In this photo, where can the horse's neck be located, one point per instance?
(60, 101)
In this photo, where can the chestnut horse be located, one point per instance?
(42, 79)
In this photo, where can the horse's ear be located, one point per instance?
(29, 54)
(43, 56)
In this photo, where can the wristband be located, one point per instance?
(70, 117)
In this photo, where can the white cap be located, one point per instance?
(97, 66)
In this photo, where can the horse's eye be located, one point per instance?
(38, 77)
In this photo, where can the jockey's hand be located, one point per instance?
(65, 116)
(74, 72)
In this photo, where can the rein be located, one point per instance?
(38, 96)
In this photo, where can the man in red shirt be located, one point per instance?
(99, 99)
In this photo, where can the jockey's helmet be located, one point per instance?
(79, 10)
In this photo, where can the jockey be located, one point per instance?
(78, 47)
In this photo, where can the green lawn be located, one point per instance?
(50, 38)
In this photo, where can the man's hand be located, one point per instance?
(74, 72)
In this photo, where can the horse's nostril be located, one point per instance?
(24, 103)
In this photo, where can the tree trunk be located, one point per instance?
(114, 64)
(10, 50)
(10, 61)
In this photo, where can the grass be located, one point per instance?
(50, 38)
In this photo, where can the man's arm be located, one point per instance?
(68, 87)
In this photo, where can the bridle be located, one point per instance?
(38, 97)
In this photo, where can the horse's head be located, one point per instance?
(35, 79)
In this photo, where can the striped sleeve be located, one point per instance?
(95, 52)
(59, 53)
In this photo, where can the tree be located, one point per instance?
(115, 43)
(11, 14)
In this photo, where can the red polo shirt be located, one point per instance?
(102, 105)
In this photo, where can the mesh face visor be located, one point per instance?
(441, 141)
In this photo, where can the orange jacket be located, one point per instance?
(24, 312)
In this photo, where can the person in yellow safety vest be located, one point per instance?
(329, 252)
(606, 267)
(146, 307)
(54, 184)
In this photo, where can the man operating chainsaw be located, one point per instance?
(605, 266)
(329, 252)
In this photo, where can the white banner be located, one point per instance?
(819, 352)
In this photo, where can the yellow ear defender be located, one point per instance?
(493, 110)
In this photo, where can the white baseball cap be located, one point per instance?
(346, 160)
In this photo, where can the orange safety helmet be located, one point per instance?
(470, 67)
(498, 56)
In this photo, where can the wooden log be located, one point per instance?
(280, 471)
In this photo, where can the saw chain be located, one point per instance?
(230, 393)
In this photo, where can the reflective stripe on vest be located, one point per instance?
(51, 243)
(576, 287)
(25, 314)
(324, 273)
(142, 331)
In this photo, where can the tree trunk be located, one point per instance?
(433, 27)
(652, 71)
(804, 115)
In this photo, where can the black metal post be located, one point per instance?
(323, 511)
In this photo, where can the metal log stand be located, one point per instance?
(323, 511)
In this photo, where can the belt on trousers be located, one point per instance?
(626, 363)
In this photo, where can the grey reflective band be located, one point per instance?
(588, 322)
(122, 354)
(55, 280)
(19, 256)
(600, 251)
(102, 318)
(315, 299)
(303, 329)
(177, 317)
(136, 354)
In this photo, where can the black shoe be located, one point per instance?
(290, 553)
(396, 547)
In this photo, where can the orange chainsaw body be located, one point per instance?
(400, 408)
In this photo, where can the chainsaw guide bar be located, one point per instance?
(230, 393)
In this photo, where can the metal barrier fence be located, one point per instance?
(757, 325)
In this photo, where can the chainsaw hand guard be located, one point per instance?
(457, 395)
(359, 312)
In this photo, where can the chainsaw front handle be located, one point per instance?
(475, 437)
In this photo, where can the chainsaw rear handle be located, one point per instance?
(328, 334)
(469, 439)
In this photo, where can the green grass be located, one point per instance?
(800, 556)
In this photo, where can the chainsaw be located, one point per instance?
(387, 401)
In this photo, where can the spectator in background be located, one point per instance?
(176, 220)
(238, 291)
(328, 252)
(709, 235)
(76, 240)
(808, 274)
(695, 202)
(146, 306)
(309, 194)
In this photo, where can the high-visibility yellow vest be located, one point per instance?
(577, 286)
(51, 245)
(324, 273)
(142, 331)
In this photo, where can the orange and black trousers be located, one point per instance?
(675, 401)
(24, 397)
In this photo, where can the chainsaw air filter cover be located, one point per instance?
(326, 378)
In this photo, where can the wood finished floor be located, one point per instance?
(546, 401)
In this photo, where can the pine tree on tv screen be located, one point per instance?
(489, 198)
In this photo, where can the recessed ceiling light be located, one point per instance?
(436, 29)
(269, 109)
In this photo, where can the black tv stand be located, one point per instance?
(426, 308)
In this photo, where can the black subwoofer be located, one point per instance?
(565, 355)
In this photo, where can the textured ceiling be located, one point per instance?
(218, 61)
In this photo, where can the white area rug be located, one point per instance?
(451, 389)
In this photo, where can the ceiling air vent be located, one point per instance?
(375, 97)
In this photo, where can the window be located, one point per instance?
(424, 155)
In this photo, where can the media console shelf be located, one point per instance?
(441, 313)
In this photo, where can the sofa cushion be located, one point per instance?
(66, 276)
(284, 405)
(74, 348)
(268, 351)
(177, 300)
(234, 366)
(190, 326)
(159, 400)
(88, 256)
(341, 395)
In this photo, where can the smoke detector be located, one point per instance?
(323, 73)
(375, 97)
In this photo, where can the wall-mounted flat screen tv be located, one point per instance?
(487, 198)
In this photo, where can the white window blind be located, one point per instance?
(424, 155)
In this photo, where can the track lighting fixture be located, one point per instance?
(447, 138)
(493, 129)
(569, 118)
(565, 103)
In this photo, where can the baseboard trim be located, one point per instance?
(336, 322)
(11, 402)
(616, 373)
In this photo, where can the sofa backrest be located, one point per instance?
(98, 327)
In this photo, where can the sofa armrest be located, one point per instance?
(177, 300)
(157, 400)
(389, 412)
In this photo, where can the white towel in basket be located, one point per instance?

——

BRIEF - In the data above, from the line with "In this photo, where can the sofa backrest" through the end of the data, replace "sofa" with "couch" and write those lines out again with nothing else changed.

RESPONSE TO THE TASK -
In this photo, where can the couch backrest be located, one point per instance?
(98, 327)
In this photo, where can the couch armrest be located, one point per instance?
(177, 300)
(157, 400)
(389, 412)
In this photo, where can the white towel in basket be located, one point per instance?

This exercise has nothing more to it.